Passage for review:
>>>
The Canadian Association of Elizabeth Fry Societies is challenging a coroner’s decision to deny the organization standing—the ability to participate by questioning witnesses—at the inquest into a woman’s death at the Regional Psychiatric Centre in Saskatoon.
The Elizabeth Fry Society (EFry) advocates for criminalized women and has historically been granted standing at inquests into female prisoners’ deaths, the organization’s lawyer, Gillian Gough, told a judge during Thursday’s arguments at Court of Queen’s Bench.
She questioned why this case would be any different.
“There is very little justification in the decision-making process,” Gough said.
EFry does not need to prove they had a relationship with the deceased, Kinew James, in order to participate in the inquest: only an interest in the case as a whole, Gough said. But in this case, the organization did have a previous relationship with James.
The 35-year-old woman from Manitoba died of an apparent heart attack after she was found unresponsive in her cell on Jan. 20, 2013, just two months after she was transferred to the federal institution. She had been serving an aggregate sentence of 15 years for manslaughter, assault, uttering threats, arson, mischief and obstruction of justice. Many of the offences occurred while James was incarcerated.
Gough said EFry would be able to contribute much more to the inquest process if they were allowed standing because of the organization’s specialized knowledge. It has reported on “systemic failings” in the prison system that revolve around health care, which is central in James’ case, she pointed out.
According to a Board of Investigation (BOI) report filed with the court, James activated the emergency call alarm in her cell and told corrections staff that she was feeling sick and lethargic the night she died. Her blood glucose levels had been fluctuating throughout the day.
<<<
Recorded data:
>>>
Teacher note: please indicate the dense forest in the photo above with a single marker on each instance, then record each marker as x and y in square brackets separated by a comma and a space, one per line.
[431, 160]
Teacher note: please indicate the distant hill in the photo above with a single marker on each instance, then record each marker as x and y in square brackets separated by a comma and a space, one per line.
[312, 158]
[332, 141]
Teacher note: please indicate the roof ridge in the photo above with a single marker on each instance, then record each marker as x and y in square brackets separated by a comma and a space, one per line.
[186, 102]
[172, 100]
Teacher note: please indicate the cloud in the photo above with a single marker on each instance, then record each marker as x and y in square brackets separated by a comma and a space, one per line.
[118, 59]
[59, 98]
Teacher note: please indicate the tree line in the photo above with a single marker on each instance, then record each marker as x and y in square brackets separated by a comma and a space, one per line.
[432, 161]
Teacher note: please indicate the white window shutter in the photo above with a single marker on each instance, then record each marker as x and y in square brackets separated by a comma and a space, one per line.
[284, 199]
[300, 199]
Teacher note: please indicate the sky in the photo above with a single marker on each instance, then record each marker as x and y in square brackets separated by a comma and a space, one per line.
<<<
The problem:
Reproduce the portion of the inquest article above that begins at "The Canadian Association" and stops after "be any different.", keeping its wording and punctuation unchanged.

Result:
The Canadian Association of Elizabeth Fry Societies is challenging a coroner’s decision to deny the organization standing—the ability to participate by questioning witnesses—at the inquest into a woman’s death at the Regional Psychiatric Centre in Saskatoon.
The Elizabeth Fry Society (EFry) advocates for criminalized women and has historically been granted standing at inquests into female prisoners’ deaths, the organization’s lawyer, Gillian Gough, told a judge during Thursday’s arguments at Court of Queen’s Bench.
She questioned why this case would be any different.